Request
Your task is to print every entry below exactly as given.

^^^^^^^^^^^^^^^^

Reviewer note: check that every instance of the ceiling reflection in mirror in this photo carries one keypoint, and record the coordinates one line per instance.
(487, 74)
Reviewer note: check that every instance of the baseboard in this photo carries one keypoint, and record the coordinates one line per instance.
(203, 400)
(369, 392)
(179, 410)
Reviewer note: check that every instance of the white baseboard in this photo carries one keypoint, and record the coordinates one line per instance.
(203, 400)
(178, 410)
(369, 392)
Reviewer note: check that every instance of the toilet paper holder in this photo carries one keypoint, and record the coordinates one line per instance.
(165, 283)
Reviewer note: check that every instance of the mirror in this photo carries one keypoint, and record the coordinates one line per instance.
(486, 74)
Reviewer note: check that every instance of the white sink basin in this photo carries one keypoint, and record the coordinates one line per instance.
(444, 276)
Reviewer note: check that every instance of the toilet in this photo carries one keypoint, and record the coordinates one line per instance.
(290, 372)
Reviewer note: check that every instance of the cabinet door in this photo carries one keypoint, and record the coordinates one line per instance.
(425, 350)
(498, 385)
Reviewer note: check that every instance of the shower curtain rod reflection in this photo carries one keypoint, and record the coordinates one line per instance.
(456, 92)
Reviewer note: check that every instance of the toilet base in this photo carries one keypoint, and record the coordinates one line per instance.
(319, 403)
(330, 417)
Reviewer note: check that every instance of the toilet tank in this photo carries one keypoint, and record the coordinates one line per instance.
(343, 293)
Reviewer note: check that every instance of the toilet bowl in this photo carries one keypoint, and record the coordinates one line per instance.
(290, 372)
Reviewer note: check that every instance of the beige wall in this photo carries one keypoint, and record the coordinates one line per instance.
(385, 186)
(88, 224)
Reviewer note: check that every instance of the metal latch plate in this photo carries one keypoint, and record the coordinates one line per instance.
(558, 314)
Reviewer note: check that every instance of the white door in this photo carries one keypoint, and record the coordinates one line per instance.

^^^^^^^^^^^^^^^^

Written solution
Reviewer note: check that every instance of the ceiling reflection in mirror in this photo carries one keypoint, and record the coordinates one line per instance.
(487, 74)
Reviewer note: check that every instance of the baseboard in this photo carries one keypoint, and record the coordinates one line per instance.
(203, 400)
(369, 392)
(179, 410)
Reviewer note: check that every instance of the white baseboard in this photo carries one keypoint, and record the coordinates one line per instance.
(203, 400)
(178, 410)
(369, 392)
Reviewer note: check that every instance of the toilet paper holder in this photo carries one keypoint, and record the coordinates one line per instance.
(165, 283)
Reviewer note: check that every instance of the mirror in this photo carries one keypoint, and record the coordinates one line per instance.
(486, 74)
Reviewer note: check that every instance of the white sink basin in this photo carries one keypoint, and record the coordinates one line per instance.
(444, 276)
Reviewer note: check that every instance of the toilet in this photo carries one keypoint, and record the coordinates one line per instance.
(290, 372)
Reviewer note: check that every instance of the cabinet door in this photo carries one keypoint, and record the coordinates one line per instance.
(425, 350)
(498, 385)
Reviewer note: check that every instance of the shower curtain rod reflection in this photo carries one keypoint, and record the coordinates one line per instance.
(456, 92)
Reviewer note: check that every instance of the toilet base in this photo carries one keypoint, and record the coordinates one line per instance.
(319, 403)
(330, 417)
Reviewer note: check that every instance of the toilet tank in this photo carries one keypoint, and record the coordinates one line per instance.
(343, 293)
Reviewer note: check that every instance of the toilet bowl in this photo carries one keypoint, and record the coordinates one line per instance.
(290, 372)
Reviewer note: check that every instance of the beige wall in this photo carries one keypoint, and record the coordinates one line per instance.
(385, 186)
(88, 224)
Reviewer note: check that every instance of the metal latch plate in this photo carries one keypoint, and record the coordinates one line per instance.
(558, 314)
Reviewer note: check that every instance of the white door in this photo carries one keypoint, and record the coordinates one line per instance.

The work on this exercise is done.